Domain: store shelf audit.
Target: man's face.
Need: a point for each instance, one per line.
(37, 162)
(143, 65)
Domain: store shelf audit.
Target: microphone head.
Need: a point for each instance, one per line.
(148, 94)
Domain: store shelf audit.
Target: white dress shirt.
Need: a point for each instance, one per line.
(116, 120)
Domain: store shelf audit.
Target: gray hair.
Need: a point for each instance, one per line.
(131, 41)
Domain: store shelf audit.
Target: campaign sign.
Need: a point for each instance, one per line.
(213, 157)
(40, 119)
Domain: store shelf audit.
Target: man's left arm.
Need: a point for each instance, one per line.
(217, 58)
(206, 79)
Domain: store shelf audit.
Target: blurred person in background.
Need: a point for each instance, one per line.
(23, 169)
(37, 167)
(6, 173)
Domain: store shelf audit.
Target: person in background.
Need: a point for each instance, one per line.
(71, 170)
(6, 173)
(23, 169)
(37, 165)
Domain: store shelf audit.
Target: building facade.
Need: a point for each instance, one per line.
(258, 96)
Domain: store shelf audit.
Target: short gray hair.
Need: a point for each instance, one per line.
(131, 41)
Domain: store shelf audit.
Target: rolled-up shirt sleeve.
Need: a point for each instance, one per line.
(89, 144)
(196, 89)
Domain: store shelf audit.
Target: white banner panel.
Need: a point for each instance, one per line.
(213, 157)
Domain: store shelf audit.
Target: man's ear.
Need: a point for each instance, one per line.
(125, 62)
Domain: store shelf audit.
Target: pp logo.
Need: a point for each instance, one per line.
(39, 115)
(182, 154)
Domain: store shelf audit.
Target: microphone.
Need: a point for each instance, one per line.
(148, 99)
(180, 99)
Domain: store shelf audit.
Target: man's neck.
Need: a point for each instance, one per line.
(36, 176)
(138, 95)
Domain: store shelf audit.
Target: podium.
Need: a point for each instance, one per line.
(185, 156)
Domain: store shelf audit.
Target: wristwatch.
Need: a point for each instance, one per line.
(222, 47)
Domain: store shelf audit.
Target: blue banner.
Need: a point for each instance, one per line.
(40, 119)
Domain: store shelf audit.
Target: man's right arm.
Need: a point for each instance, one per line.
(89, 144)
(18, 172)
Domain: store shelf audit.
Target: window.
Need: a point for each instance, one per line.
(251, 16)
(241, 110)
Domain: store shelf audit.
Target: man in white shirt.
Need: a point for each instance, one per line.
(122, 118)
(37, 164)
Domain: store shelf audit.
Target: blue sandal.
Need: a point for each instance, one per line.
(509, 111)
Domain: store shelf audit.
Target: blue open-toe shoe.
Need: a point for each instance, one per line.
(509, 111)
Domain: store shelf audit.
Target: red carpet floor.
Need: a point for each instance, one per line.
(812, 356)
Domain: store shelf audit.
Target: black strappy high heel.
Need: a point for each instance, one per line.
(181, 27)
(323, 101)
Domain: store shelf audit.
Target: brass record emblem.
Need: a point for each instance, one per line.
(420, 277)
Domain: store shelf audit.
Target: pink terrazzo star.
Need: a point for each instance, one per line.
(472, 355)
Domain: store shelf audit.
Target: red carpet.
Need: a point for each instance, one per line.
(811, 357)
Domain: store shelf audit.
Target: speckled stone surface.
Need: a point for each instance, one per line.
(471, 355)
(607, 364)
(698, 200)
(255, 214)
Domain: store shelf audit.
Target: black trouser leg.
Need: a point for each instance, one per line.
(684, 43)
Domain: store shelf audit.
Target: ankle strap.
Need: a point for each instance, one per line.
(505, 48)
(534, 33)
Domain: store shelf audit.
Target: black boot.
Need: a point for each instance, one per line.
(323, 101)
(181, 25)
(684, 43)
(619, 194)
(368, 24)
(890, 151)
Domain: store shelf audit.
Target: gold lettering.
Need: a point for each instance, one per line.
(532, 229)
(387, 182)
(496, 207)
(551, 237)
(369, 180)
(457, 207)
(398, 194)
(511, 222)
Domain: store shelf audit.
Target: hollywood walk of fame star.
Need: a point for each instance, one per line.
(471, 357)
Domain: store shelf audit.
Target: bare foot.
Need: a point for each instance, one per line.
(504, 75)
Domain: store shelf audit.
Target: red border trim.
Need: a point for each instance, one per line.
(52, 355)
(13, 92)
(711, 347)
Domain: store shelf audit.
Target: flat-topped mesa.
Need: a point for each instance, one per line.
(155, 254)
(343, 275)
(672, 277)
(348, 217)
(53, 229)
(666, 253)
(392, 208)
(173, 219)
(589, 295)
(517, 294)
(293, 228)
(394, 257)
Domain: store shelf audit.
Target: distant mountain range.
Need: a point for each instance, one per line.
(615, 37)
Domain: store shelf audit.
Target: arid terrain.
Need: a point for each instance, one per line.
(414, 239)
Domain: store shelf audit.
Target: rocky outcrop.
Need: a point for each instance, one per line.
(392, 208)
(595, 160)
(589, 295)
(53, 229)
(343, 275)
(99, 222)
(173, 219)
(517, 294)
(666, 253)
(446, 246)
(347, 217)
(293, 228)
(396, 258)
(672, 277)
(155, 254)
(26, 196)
━━━━━━━━━━━━━━━━━━━━━━━━━━━━━━
Your objective
What is needed is an exact copy of the entries from their first line down to the line with "Target: gray hair.", that line included, and nothing beyond it.

Answer area
Domain: store shelf audit.
Target: man's face.
Need: a point for each instance, one per line.
(37, 162)
(143, 65)
Domain: store shelf audit.
Target: microphone head.
Need: a point for each instance, one per line.
(148, 94)
Domain: store shelf audit.
Target: white dress shirt.
Need: a point for each instance, one per line.
(116, 120)
Domain: store shelf audit.
Target: gray hair.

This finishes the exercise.